For the material that follows, return exactly the lines from the one with "Scan for black riding helmet in the frame." through the one with "Scan for dirt ground in the frame.", both ends included.

+++ Supplied material

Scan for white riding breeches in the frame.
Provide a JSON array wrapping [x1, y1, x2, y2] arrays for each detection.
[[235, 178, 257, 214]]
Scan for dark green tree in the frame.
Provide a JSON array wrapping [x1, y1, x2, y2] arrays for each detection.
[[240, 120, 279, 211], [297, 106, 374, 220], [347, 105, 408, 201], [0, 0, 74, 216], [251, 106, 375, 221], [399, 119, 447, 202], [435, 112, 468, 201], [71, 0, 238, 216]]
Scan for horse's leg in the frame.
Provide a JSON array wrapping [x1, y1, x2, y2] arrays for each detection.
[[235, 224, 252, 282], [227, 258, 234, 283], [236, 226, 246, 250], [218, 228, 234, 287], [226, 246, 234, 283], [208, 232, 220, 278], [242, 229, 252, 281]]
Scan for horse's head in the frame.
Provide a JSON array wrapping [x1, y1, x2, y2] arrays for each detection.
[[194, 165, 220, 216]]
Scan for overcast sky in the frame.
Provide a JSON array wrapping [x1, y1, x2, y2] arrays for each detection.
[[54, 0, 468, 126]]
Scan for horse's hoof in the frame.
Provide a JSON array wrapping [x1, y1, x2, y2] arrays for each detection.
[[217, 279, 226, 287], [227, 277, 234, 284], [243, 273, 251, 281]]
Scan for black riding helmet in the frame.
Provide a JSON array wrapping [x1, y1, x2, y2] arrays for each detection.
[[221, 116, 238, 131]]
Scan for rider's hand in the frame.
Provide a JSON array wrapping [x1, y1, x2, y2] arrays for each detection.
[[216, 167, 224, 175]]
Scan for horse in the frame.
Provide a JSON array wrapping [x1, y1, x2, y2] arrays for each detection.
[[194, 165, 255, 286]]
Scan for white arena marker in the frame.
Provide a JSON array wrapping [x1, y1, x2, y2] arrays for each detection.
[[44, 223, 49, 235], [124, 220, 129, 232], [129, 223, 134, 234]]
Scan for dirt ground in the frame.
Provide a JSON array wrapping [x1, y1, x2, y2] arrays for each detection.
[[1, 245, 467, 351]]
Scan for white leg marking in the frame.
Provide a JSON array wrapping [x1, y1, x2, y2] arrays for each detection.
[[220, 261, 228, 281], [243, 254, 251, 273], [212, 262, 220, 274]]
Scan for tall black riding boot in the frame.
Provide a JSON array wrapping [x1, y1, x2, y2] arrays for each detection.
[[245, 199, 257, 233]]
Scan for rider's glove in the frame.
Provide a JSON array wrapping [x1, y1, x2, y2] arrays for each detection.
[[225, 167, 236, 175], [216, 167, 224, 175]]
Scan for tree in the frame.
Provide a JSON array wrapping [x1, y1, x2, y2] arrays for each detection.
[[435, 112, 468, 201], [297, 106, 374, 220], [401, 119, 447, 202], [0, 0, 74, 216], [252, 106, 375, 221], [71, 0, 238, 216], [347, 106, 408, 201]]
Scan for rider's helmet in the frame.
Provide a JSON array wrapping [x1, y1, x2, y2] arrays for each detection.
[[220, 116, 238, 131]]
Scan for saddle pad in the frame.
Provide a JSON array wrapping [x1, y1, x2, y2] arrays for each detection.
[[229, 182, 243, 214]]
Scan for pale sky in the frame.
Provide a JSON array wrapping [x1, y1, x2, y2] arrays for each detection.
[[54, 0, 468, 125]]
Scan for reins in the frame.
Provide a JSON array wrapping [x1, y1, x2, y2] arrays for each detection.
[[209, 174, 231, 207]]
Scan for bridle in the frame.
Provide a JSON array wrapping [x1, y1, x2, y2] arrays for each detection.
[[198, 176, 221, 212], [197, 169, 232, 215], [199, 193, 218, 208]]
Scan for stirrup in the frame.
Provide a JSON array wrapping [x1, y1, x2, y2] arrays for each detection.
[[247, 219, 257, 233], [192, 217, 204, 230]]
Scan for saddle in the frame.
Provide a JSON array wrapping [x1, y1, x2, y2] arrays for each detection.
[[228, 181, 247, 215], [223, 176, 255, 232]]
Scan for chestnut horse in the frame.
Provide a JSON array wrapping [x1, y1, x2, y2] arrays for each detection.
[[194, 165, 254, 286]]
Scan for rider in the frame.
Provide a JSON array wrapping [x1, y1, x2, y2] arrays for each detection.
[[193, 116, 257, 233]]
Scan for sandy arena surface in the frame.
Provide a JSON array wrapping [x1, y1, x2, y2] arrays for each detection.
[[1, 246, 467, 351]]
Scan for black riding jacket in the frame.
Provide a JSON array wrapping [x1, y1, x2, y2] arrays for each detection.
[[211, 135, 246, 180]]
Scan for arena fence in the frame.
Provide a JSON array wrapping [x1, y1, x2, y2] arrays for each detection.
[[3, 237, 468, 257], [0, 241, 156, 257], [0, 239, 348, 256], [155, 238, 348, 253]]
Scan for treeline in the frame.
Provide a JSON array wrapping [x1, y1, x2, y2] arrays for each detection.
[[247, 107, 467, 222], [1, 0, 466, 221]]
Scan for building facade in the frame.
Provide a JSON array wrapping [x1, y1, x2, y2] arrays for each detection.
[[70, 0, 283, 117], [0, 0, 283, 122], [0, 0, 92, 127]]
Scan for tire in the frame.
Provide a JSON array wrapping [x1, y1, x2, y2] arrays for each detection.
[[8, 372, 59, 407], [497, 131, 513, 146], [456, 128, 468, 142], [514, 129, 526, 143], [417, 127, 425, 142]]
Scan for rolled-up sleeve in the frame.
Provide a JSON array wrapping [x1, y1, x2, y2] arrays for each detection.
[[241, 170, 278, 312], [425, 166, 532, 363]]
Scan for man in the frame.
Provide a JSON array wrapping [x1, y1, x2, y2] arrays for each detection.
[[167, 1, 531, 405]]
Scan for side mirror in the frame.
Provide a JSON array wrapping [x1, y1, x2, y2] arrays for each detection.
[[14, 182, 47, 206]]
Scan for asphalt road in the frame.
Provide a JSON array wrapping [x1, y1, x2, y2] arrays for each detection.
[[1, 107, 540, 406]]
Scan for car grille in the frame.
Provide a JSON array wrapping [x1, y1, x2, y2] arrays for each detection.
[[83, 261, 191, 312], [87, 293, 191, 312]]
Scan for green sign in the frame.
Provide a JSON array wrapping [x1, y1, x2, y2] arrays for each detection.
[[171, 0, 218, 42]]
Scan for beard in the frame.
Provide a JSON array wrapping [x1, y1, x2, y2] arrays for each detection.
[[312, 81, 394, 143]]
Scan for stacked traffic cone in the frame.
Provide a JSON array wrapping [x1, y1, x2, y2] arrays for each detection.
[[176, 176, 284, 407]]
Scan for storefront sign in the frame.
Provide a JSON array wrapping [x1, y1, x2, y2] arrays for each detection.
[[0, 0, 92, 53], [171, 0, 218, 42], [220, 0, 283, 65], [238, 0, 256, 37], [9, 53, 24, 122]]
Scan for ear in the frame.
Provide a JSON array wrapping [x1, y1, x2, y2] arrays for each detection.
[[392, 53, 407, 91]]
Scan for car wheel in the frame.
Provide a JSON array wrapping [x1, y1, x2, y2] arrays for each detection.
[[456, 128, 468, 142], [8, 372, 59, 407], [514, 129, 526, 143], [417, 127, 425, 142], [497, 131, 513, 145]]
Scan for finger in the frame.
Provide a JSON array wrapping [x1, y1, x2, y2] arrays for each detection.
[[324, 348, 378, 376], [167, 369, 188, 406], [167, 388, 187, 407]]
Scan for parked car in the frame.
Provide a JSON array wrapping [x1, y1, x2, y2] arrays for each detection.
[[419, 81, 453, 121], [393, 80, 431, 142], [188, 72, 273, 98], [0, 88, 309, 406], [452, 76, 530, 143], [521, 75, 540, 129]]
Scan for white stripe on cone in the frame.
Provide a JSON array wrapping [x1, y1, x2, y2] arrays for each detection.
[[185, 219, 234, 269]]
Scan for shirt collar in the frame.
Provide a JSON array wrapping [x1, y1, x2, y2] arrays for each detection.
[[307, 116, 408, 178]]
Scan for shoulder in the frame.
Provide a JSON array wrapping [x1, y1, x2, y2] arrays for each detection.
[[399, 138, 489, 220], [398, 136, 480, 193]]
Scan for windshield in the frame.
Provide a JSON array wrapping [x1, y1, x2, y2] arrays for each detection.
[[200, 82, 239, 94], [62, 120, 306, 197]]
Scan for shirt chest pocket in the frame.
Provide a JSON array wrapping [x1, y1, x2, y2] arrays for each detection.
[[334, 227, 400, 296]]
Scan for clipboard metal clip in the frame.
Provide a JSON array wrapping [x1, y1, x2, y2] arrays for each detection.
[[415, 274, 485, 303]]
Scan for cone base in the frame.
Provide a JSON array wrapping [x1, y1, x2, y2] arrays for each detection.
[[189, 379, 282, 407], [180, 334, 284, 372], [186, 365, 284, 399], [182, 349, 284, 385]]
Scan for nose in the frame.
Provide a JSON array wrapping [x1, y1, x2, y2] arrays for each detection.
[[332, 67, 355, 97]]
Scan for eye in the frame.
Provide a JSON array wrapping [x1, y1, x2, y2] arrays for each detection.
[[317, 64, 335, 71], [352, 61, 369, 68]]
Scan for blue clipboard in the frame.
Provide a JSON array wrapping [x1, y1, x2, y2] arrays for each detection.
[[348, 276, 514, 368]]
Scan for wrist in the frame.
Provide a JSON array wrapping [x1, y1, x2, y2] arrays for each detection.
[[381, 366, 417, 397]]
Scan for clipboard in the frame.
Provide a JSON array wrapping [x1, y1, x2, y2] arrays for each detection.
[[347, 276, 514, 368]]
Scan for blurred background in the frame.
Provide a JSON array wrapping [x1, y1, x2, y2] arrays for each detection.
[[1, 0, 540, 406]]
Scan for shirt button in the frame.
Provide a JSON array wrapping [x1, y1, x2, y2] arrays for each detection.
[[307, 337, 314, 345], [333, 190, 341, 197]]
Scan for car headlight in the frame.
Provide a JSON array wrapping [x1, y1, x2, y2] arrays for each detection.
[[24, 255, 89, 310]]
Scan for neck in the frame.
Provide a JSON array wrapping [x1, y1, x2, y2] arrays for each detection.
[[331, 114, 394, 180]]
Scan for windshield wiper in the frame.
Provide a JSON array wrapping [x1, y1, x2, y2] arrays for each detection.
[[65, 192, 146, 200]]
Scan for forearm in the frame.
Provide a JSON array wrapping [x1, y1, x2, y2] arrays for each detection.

++++++

> [Result for this exercise]:
Scan for black riding helmet in the frame.
Provide a JSON array wrapping [x1, y1, x2, y2] arrays for each detection.
[[221, 116, 238, 131]]
Scan for rider's hand in the frame.
Provide a JSON array wrapping [x1, y1, x2, y2] arrays for each detection.
[[216, 167, 224, 175]]
Scan for horse in the frame.
Provide a JSON array wrapping [x1, y1, x2, y2] arrays for each detection.
[[194, 165, 255, 286]]
Scan for white arena marker in the frame.
Provide a JSON array wrapping [x1, y1, x2, y2] arrays for each detection.
[[44, 223, 49, 235], [124, 220, 129, 232], [129, 223, 134, 234]]
Scan for dirt ground in the frame.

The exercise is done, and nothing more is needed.